---- EXTRACTED ENTRIES

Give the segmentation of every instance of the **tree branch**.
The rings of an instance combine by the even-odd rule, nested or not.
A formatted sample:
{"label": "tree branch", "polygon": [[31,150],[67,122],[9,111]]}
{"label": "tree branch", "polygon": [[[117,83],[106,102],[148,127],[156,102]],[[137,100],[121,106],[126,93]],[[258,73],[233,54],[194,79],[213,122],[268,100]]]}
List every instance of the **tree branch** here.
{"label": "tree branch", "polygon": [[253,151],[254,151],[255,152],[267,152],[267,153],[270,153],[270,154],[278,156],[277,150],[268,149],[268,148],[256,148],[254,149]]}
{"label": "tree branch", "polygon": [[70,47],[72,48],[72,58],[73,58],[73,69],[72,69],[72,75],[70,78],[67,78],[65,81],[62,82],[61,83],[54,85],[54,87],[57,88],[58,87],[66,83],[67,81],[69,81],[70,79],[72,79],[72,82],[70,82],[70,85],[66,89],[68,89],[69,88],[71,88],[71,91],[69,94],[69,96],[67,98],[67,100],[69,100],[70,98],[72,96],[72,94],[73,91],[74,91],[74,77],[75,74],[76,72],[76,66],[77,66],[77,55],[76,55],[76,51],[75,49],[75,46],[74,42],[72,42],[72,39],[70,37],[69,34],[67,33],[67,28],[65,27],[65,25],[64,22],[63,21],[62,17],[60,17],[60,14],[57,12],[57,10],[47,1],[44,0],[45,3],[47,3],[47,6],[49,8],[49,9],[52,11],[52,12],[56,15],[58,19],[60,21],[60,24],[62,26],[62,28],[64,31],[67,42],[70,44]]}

--------

Reproduce every line of the listing above, request lines included, and offset each polygon coordinate in the answers by adding 3. Keep all numbers in the request lines, including the formatted sample, unchanged.

Give the segmentation of every instance of the **tree branch**.
The rings of an instance combine by the even-odd rule, nested or not.
A formatted sample:
{"label": "tree branch", "polygon": [[31,150],[67,122],[9,111]]}
{"label": "tree branch", "polygon": [[[117,83],[106,102],[148,127],[156,102]],[[137,100],[121,106],[126,93]],[[258,73],[233,54],[194,79],[213,122],[268,100]]]}
List every instance of the **tree branch** here.
{"label": "tree branch", "polygon": [[256,154],[257,154],[258,155],[270,155],[270,156],[273,156],[273,157],[281,159],[280,153],[271,152],[271,151],[259,151],[257,152]]}
{"label": "tree branch", "polygon": [[73,50],[75,51],[75,61],[76,61],[76,72],[75,72],[75,78],[73,81],[70,81],[68,84],[65,85],[64,86],[57,88],[57,90],[60,91],[61,90],[69,86],[70,84],[72,84],[73,82],[75,82],[75,85],[73,85],[73,88],[69,92],[71,92],[72,91],[74,91],[74,94],[72,97],[72,99],[70,101],[70,103],[72,103],[73,101],[75,99],[75,97],[76,94],[77,94],[77,80],[78,77],[79,75],[79,69],[80,69],[80,58],[79,58],[79,54],[78,52],[78,49],[77,45],[75,45],[75,42],[73,40],[72,37],[70,36],[70,31],[68,30],[68,28],[67,25],[66,24],[65,20],[63,20],[63,17],[60,15],[60,13],[50,4],[47,3],[48,6],[50,6],[50,9],[52,11],[52,12],[55,14],[55,15],[59,18],[61,22],[63,24],[63,27],[65,29],[65,31],[67,34],[70,45],[73,47]]}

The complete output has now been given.